[Raw records start]
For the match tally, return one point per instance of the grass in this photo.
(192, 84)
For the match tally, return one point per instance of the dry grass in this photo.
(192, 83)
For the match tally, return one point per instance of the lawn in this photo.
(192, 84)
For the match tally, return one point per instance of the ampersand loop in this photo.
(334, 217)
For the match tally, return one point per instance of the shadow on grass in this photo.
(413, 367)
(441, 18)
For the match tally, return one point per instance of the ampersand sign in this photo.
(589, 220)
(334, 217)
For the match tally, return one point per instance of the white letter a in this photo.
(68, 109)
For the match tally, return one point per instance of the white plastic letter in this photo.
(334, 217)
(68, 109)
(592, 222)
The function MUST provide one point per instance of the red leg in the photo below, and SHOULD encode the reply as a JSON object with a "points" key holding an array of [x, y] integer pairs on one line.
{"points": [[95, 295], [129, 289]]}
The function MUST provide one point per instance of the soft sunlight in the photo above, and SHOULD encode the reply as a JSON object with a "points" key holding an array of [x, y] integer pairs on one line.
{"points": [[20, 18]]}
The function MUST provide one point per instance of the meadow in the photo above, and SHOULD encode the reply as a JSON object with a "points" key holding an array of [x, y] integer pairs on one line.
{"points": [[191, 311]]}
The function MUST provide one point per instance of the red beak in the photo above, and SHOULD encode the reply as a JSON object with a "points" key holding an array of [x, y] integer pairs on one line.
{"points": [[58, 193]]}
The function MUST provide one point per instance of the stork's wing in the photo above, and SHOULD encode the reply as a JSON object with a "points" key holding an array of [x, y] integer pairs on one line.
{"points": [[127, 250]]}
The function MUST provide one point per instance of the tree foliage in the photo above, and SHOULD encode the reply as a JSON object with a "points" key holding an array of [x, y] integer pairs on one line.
[Raw records end]
What is expected: Could you render the data above as a JSON list of strings, from the line containing "The function MUST provide one point per instance of the soft" through the last line, inclusive, with one string per line and blank lines omitted?

Solution:
[
  "The function MUST provide one point per instance of the soft sunlight in the photo above, and SHOULD encode the reply as a JSON object with a \"points\" key holding an array of [x, y] integer pairs on one line.",
  "{\"points\": [[20, 18]]}",
  "The function MUST provide one point per instance of the meadow in the photo above, and SHOULD encode the reply as a JSON object with a \"points\" key holding an array of [x, y] integer pairs on one line.",
  "{\"points\": [[191, 311]]}",
  "The function MUST provide one point per instance of the red beak in the photo above, and SHOULD encode the reply as a JSON object with a \"points\" key holding an array of [x, y] integer pairs on one line.",
  "{\"points\": [[58, 193]]}",
  "The function MUST provide one point per instance of the stork's wing in the photo above, and SHOULD encode the reply as a JSON object with a \"points\" key holding an array of [x, y] integer pairs on one line.",
  "{\"points\": [[127, 250]]}",
  "The function MUST provide one point per instance of the tree foliage in the photo above, and SHOULD encode the reply as a JSON object with a \"points\" key holding an array of [x, y] integer pairs on one line."
]